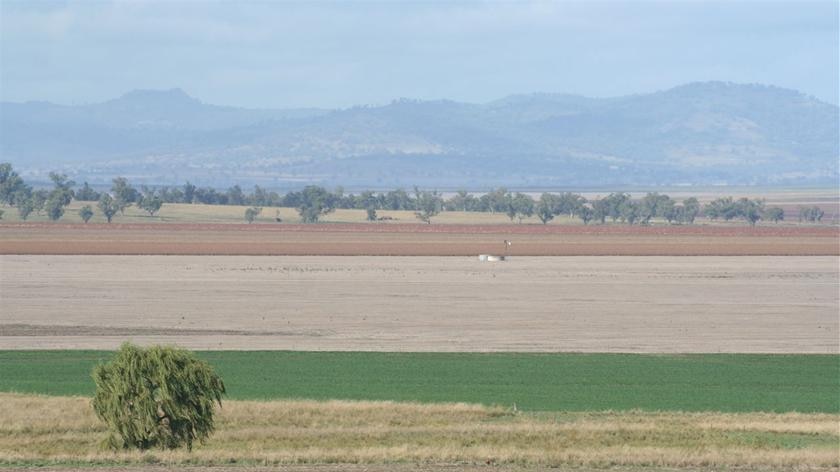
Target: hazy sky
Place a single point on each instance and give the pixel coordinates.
(337, 54)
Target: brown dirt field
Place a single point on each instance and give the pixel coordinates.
(538, 304)
(415, 239)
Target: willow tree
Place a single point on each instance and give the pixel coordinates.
(156, 397)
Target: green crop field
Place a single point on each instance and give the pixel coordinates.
(534, 382)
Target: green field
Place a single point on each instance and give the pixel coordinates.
(534, 382)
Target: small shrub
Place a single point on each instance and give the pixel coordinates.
(156, 397)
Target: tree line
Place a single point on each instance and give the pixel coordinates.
(314, 201)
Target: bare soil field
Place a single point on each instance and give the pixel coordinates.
(415, 239)
(537, 304)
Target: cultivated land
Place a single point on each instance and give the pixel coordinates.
(734, 383)
(44, 430)
(415, 239)
(667, 408)
(592, 304)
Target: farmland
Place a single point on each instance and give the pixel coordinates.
(63, 430)
(592, 304)
(545, 382)
(411, 239)
(696, 347)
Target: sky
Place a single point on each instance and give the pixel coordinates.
(272, 54)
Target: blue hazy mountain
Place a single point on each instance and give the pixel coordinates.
(699, 133)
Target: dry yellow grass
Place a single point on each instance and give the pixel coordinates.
(36, 429)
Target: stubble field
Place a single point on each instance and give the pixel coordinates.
(657, 292)
(410, 239)
(587, 304)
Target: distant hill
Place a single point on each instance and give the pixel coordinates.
(700, 133)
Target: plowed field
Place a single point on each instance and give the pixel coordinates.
(589, 304)
(415, 239)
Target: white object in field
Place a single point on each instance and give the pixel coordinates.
(490, 258)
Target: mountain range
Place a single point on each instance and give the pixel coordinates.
(707, 133)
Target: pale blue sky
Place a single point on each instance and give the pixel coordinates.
(337, 54)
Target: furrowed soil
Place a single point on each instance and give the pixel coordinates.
(537, 304)
(407, 239)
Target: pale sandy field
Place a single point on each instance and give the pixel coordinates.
(590, 304)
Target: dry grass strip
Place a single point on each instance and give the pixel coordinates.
(63, 430)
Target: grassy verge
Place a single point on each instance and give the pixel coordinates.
(534, 382)
(40, 430)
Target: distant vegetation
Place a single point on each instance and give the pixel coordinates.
(313, 202)
(535, 382)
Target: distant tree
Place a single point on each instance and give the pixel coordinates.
(314, 202)
(55, 208)
(570, 204)
(496, 200)
(251, 214)
(370, 203)
(586, 214)
(547, 207)
(108, 206)
(461, 201)
(150, 203)
(813, 214)
(615, 205)
(774, 214)
(87, 194)
(750, 210)
(124, 193)
(11, 184)
(629, 211)
(157, 397)
(723, 207)
(655, 205)
(520, 206)
(428, 204)
(189, 193)
(236, 196)
(86, 212)
(39, 199)
(398, 200)
(25, 207)
(601, 209)
(691, 210)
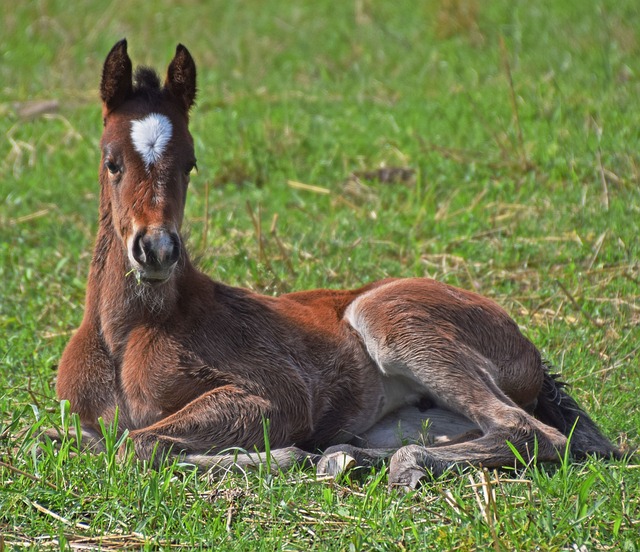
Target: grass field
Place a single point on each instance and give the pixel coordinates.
(520, 121)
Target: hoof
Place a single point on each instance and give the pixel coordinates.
(408, 479)
(335, 464)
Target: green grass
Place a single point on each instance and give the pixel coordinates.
(540, 211)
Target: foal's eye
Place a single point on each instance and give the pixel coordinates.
(112, 167)
(190, 168)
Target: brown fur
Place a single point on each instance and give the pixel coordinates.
(195, 367)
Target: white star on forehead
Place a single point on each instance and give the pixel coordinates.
(150, 137)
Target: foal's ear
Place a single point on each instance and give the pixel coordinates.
(117, 81)
(181, 78)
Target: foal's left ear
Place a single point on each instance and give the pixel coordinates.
(181, 78)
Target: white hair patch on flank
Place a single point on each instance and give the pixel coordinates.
(150, 137)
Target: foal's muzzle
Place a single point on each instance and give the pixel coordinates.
(154, 252)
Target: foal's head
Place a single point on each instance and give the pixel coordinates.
(147, 155)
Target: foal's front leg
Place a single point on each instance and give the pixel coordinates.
(220, 430)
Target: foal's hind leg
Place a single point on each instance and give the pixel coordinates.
(423, 345)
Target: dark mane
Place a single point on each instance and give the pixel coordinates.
(146, 83)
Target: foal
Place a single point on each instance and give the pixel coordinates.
(195, 367)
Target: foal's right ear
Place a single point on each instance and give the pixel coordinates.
(117, 79)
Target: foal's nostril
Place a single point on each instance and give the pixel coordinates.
(157, 249)
(137, 249)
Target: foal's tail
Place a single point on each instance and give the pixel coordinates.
(556, 408)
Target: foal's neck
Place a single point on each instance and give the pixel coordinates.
(117, 299)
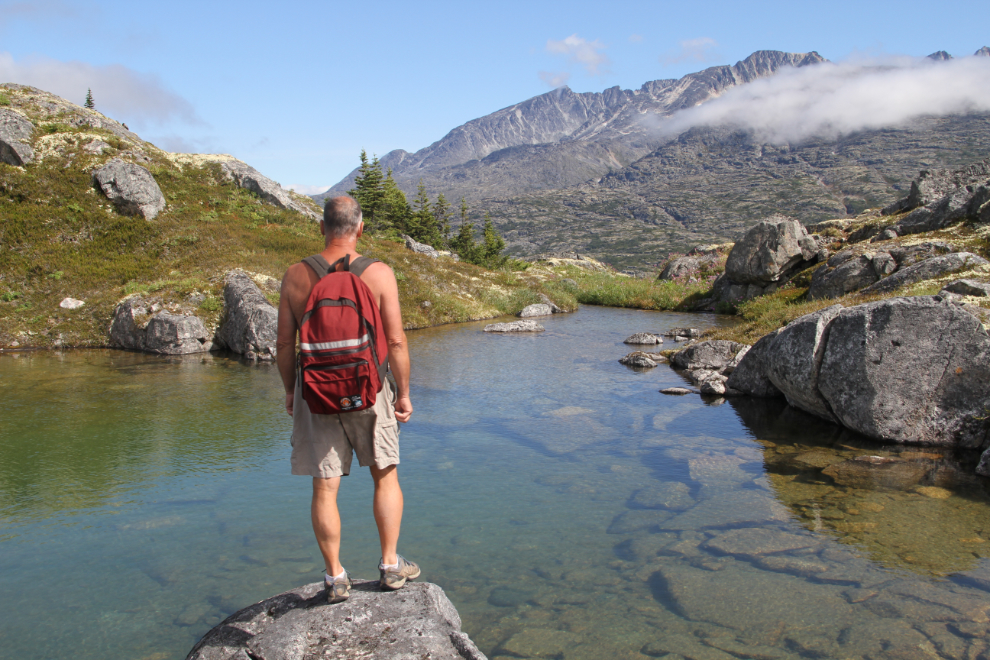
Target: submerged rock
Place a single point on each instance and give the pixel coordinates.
(643, 339)
(515, 326)
(250, 323)
(415, 622)
(131, 188)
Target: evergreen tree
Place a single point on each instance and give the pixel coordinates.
(422, 223)
(368, 189)
(492, 245)
(441, 213)
(463, 244)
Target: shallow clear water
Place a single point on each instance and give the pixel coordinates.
(568, 509)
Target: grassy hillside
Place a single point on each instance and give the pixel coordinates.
(60, 237)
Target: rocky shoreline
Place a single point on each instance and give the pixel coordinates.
(417, 621)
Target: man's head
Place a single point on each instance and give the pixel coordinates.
(341, 218)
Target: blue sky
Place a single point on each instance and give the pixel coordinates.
(297, 89)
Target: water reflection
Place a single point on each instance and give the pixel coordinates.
(920, 508)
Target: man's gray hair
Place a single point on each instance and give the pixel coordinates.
(341, 217)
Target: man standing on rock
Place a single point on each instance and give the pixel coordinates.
(322, 445)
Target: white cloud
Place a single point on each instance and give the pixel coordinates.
(555, 78)
(119, 92)
(701, 49)
(581, 51)
(303, 189)
(833, 99)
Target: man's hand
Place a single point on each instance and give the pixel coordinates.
(403, 408)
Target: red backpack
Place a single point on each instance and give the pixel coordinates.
(343, 356)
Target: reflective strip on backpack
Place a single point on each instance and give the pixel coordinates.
(330, 345)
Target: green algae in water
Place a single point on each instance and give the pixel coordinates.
(567, 508)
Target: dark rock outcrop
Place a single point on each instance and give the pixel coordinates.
(926, 270)
(794, 357)
(139, 325)
(131, 188)
(15, 138)
(250, 323)
(750, 375)
(416, 622)
(911, 370)
(269, 191)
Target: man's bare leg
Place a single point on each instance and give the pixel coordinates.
(388, 510)
(326, 522)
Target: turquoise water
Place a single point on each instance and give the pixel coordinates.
(568, 509)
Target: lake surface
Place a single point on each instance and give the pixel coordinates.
(568, 509)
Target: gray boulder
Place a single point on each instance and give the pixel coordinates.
(968, 288)
(927, 270)
(539, 309)
(137, 325)
(770, 252)
(15, 138)
(750, 375)
(680, 268)
(713, 355)
(420, 248)
(851, 275)
(793, 359)
(515, 326)
(250, 323)
(269, 191)
(417, 622)
(911, 370)
(131, 188)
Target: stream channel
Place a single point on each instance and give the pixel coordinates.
(567, 507)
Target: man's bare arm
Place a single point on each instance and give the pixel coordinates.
(398, 349)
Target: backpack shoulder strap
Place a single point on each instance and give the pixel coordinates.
(318, 264)
(359, 265)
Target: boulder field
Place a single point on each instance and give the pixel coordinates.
(910, 370)
(248, 325)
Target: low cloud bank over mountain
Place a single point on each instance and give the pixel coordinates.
(834, 99)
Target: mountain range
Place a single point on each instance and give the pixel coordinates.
(590, 171)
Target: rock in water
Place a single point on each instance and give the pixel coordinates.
(770, 251)
(131, 188)
(515, 326)
(640, 360)
(420, 248)
(250, 323)
(539, 309)
(15, 138)
(416, 622)
(793, 359)
(750, 375)
(643, 339)
(713, 355)
(914, 370)
(136, 326)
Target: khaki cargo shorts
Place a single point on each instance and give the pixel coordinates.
(323, 445)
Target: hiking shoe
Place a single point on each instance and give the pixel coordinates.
(338, 590)
(395, 578)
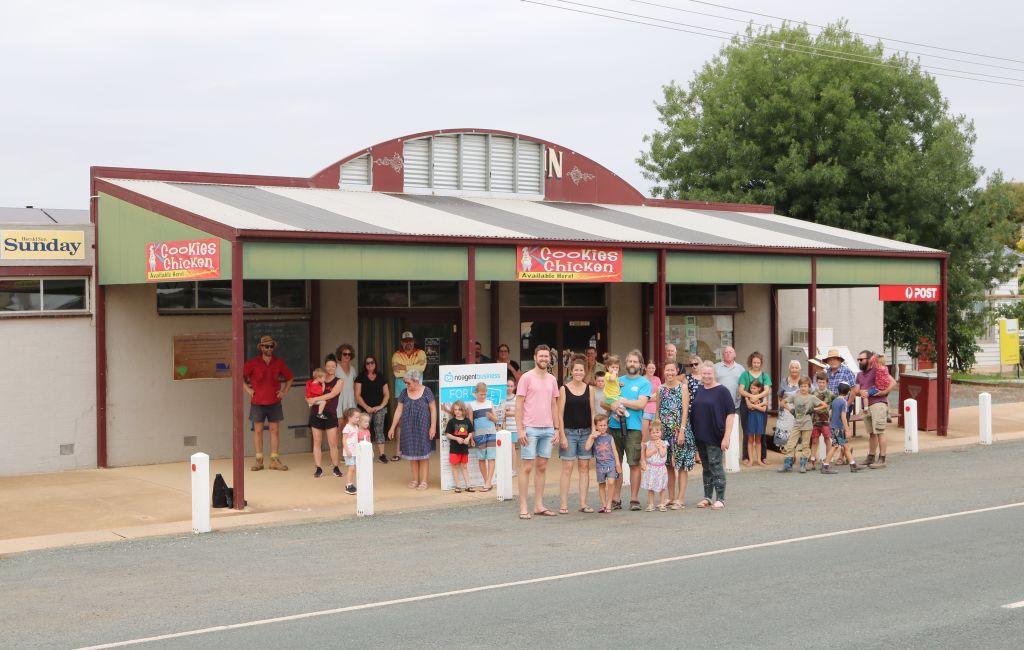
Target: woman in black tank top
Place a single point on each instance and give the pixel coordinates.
(576, 409)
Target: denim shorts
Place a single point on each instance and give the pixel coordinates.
(538, 443)
(578, 445)
(606, 474)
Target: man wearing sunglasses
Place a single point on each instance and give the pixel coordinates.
(263, 376)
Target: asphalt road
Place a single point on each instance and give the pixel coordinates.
(939, 582)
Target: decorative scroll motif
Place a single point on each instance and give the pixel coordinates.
(395, 162)
(576, 175)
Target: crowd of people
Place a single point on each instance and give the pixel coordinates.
(620, 414)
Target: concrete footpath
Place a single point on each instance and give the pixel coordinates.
(94, 506)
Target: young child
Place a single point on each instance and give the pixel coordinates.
(802, 405)
(484, 434)
(349, 436)
(509, 423)
(459, 431)
(612, 389)
(840, 432)
(606, 460)
(655, 477)
(820, 434)
(315, 388)
(757, 421)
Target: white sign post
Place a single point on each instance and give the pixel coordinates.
(364, 478)
(910, 426)
(201, 492)
(457, 383)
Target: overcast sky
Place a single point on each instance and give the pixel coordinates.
(286, 88)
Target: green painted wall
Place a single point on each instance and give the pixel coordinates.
(872, 271)
(352, 261)
(704, 268)
(125, 229)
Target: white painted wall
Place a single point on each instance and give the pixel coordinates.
(49, 394)
(148, 414)
(855, 314)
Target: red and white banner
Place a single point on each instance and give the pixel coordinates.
(182, 260)
(568, 264)
(909, 293)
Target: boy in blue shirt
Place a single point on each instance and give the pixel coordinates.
(840, 424)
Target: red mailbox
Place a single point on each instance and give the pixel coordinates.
(923, 387)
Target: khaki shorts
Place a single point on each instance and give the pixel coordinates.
(876, 418)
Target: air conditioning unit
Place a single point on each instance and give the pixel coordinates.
(824, 337)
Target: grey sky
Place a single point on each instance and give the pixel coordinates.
(286, 88)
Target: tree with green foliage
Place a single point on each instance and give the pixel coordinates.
(828, 129)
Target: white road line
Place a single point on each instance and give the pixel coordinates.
(552, 578)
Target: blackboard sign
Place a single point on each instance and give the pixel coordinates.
(293, 342)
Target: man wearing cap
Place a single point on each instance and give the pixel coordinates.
(837, 373)
(262, 377)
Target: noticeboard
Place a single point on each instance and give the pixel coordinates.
(293, 343)
(202, 356)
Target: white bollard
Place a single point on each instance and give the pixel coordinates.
(733, 452)
(985, 419)
(910, 426)
(201, 492)
(503, 466)
(364, 478)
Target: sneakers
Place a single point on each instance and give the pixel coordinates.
(275, 464)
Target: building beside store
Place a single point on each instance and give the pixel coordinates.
(458, 235)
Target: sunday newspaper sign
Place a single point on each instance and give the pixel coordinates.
(548, 263)
(182, 260)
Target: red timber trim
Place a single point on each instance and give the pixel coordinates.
(238, 362)
(99, 309)
(45, 271)
(469, 325)
(297, 236)
(942, 351)
(708, 205)
(205, 224)
(812, 318)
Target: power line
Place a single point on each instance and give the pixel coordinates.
(780, 45)
(883, 38)
(892, 49)
(864, 58)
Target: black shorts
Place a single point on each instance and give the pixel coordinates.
(329, 421)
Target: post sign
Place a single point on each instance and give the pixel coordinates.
(552, 263)
(909, 293)
(42, 245)
(182, 260)
(1010, 342)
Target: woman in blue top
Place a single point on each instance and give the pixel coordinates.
(712, 421)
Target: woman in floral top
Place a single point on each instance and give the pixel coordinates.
(673, 410)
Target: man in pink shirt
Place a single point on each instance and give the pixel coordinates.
(536, 405)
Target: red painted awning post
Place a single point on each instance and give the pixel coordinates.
(942, 347)
(238, 362)
(469, 327)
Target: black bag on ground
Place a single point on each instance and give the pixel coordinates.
(221, 492)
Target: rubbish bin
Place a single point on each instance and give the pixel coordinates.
(922, 386)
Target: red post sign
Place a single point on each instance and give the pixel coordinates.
(568, 264)
(185, 259)
(908, 293)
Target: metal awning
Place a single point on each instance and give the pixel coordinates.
(304, 210)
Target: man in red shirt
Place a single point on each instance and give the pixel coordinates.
(262, 376)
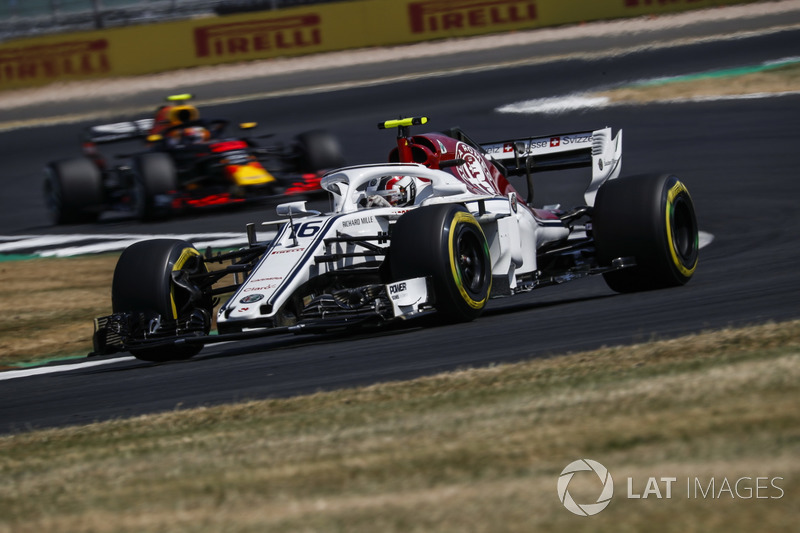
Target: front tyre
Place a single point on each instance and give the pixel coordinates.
(652, 219)
(446, 243)
(151, 278)
(155, 180)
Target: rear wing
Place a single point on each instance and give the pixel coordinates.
(119, 131)
(596, 149)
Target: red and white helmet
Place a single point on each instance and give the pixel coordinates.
(394, 190)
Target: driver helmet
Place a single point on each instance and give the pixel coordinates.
(391, 191)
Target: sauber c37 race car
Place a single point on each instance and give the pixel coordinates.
(438, 230)
(188, 162)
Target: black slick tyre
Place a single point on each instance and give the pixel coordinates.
(156, 178)
(143, 283)
(446, 243)
(318, 150)
(652, 219)
(73, 191)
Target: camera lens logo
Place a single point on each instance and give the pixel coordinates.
(587, 509)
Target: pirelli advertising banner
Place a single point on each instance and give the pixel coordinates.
(296, 31)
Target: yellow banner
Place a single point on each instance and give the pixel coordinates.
(167, 46)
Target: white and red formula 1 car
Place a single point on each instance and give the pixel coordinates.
(437, 230)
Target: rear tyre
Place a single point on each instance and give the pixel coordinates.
(73, 191)
(318, 150)
(652, 219)
(446, 243)
(156, 178)
(144, 283)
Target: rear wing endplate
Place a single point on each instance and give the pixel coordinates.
(119, 131)
(596, 149)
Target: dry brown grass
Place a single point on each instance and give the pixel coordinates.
(49, 305)
(474, 450)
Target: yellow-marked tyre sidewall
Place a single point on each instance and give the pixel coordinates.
(464, 222)
(430, 242)
(651, 219)
(678, 218)
(143, 283)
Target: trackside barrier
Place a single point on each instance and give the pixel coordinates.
(296, 31)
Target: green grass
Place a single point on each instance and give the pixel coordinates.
(474, 450)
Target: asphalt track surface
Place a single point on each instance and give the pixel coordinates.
(739, 159)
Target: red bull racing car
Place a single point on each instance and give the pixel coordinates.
(187, 162)
(438, 230)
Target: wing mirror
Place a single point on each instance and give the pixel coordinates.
(290, 209)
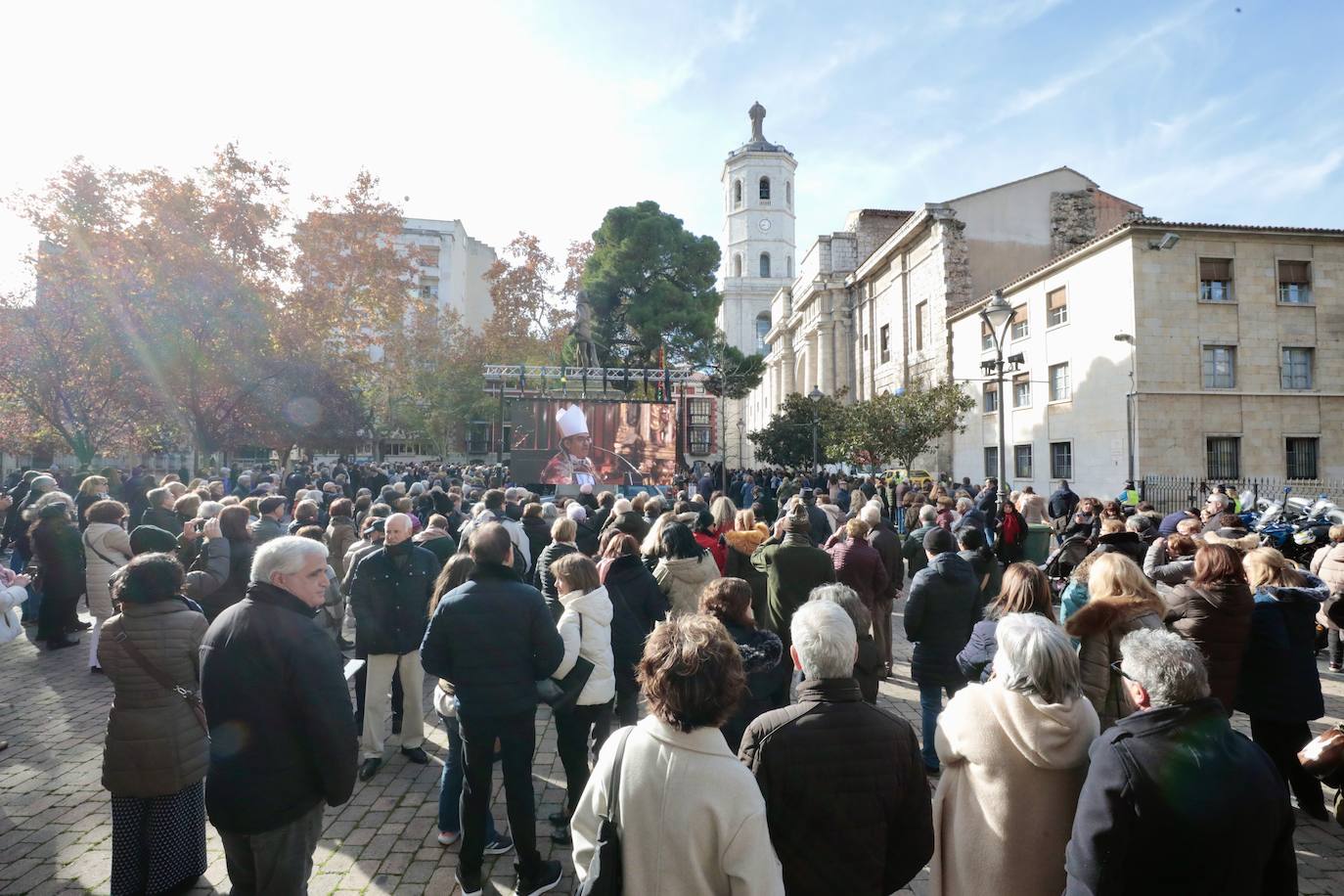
◇ ◇ ◇ ◇
OBJECTIVE
Count the lines of the material above that contain the word "post", and reply with the number alone.

RESULT FOR THIS TASK
4